Please reproduce the listing from its start through the line containing "POLYGON ((397 178, 398", swapping "exterior ring" for "outer ring" and changing nothing else. Leave the pictures out.

-- Start of Record extracts --

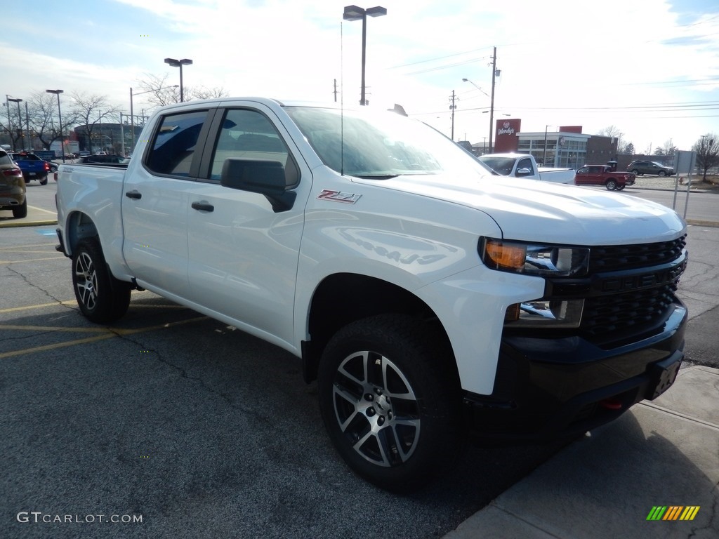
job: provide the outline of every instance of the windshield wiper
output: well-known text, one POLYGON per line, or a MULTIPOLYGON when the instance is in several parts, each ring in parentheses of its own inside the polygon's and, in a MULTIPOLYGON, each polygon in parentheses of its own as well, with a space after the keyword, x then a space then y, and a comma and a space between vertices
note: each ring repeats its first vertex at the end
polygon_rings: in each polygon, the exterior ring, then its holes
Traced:
POLYGON ((397 178, 398 174, 353 174, 355 178, 361 178, 363 180, 391 180, 397 178))

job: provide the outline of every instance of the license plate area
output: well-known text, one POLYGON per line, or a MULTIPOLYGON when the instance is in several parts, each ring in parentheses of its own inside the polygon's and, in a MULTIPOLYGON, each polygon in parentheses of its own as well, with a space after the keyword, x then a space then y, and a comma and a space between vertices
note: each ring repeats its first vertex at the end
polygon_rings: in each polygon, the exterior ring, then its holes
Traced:
POLYGON ((672 387, 682 367, 682 359, 681 356, 679 358, 672 356, 651 366, 649 374, 652 384, 647 391, 648 400, 654 400, 672 387))

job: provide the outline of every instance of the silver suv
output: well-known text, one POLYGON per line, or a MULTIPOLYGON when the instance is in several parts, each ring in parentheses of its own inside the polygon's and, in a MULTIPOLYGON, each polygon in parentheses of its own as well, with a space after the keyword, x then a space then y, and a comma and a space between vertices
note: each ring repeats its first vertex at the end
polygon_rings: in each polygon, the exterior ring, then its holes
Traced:
POLYGON ((654 161, 632 161, 627 167, 628 172, 638 176, 643 174, 656 174, 657 176, 673 176, 674 169, 654 161))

-- End of Record extracts --

▶ [Result for this task]:
job: provide the outline of every instance of the windshield wiper
output: well-known text, one POLYGON per line, or a MULTIPOLYGON when the instance is in several parts, each ring in parentheses of its own inside the polygon's and, in a MULTIPOLYGON, each polygon in parentheses of its own as well, with a space after the keyword, x then a space then y, and a comma and a space between vertices
note: each ring repeats its first vertex at the end
polygon_rings: in each polygon, the outer ring, then its holes
Traced:
POLYGON ((397 178, 398 174, 353 174, 355 178, 361 178, 363 180, 391 180, 397 178))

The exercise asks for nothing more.